* Text
America: A fearsome foursome (Financial Times)

By Edward Luce Financial Times Published: February 3 2010 20:09

Phi Beta Iota: The Financial Times is retarded (yes, the R-word, used with love) and has not yet caught up to the fact that required registrations are so TIRED.  We provide the entire article as received, if you insist on registering, click on the photograph below to reach the Financial Times tollbooth.

The team seen most often in the Oval Office

David Axelrod, senior adviser A former journalist on the Chicago Tribune who quit to set up a political advertising firm, Mr Axelrod, 54, is Barack Obama’s longest-standing mentor, from his days in Chicago politics. Always at the candidate’s side during the election campaign, he is the chief defender of the Obama brand. Still a journalist at heart, he describes himself as having been “posted to Washington”.

Robert Gibbs, communications chief

The most visible face of the White House for his sardonic daily briefings. Mr Gibbs, 38, is perhaps the least likely member of the circle – he is a career Democratic press officer from Alabama who quit John Kerry’s 2004 presidential campaign and shortly afterwards went to work for Senator Obama. A constant presence during the campaign, he is also seen as a keeper of the flame.

Rahm Emanuel, chief of staff

The best story about Mr Emanuel, 50, concerns the dead fish he delivered to a pollster who displeased him. The least honey-tongued politician in Washington, he is also one of the most effective. Friends say he is relentlessly energetic, critics that he has attention deficit disorder. He has enemies but even detractors concede he may well achieve his aim of becoming the first Jewish speaker of the House of Representatives.

* Complete the following
**1)** Copy the article out again from "Phi Beta Iota: The" down to "Financial Times tollbooth.", with "tollbooth" renamed "paywall".
**2)** Quote the records verbatim from the line containing "Mark the outer" down to the line containing "[0, 71, 350, 263]", both ends included, and nothing else.
The records that come next have nothing to do with the article.

* Extracted records
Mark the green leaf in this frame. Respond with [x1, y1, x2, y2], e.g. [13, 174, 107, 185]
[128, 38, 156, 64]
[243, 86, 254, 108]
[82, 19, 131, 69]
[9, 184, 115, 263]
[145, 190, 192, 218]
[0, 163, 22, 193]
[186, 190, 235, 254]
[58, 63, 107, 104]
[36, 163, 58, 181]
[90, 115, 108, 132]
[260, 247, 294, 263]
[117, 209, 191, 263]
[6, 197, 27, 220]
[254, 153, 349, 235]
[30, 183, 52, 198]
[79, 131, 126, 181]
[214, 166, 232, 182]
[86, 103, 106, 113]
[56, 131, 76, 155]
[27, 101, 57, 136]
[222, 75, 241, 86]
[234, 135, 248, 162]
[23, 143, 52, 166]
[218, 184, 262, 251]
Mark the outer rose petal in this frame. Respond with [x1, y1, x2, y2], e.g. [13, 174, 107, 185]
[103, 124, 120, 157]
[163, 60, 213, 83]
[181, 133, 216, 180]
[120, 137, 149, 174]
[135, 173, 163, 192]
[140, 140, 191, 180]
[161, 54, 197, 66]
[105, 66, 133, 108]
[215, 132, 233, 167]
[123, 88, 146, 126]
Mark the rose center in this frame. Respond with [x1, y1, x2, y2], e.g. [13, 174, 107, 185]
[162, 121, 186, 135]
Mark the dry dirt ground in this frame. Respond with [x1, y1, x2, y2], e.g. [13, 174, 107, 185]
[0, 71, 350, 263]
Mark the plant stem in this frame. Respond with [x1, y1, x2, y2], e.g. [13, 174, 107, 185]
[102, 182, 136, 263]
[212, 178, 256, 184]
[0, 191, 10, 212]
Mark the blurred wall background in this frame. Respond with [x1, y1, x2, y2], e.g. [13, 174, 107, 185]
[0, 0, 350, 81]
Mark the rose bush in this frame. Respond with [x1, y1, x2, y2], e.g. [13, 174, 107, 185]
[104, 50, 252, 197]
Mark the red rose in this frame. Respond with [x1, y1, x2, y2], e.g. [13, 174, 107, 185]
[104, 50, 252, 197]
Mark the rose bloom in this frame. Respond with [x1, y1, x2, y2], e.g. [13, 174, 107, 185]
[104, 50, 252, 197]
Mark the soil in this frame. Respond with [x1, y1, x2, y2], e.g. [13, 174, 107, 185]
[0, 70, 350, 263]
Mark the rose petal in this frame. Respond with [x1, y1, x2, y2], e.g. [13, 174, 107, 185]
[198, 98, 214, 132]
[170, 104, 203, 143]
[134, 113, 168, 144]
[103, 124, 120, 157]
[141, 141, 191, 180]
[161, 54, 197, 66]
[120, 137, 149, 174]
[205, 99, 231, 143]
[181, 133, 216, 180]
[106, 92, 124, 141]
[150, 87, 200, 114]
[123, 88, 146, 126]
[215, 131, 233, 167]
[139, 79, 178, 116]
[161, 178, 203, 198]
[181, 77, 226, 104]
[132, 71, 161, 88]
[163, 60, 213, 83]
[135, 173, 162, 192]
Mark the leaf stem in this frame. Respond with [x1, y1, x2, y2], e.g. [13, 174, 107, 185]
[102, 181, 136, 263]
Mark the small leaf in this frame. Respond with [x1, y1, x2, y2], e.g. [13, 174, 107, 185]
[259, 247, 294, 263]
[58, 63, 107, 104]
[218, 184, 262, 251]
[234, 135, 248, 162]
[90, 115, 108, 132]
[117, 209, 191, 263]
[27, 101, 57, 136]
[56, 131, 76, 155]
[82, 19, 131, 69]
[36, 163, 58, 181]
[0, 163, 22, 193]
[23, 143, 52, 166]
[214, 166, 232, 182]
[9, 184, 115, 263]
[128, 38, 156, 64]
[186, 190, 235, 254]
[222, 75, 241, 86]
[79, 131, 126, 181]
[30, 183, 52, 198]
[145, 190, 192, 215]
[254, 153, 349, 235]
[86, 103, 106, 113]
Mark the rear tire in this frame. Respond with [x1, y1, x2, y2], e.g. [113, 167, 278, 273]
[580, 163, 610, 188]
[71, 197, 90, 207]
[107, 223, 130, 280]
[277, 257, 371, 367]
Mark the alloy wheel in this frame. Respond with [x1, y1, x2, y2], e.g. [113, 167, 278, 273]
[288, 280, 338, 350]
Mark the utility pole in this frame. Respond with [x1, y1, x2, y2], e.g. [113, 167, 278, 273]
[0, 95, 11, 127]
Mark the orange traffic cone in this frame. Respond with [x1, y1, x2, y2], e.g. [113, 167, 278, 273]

* Set of answers
**1)**
Phi Beta Iota: The Financial Times is retarded (yes, the R-word, used with love) and has not yet caught up to the fact that required registrations are so TIRED.  We provide the entire article as received, if you insist on registering, click on the photograph below to reach the Financial Times paywall.

**2)**
Mark the outer rose petal in this frame. Respond with [x1, y1, x2, y2], e.g. [13, 174, 107, 185]
[103, 124, 120, 157]
[163, 60, 213, 83]
[181, 133, 216, 180]
[120, 137, 149, 174]
[135, 173, 163, 192]
[140, 140, 191, 180]
[161, 54, 197, 66]
[105, 66, 133, 108]
[215, 132, 233, 167]
[123, 88, 146, 126]
Mark the rose center in this frame. Respond with [x1, y1, x2, y2], e.g. [13, 174, 107, 185]
[162, 121, 186, 135]
Mark the dry dirt ground in this frame. Respond with [x1, y1, x2, y2], e.g. [13, 174, 107, 185]
[0, 71, 350, 263]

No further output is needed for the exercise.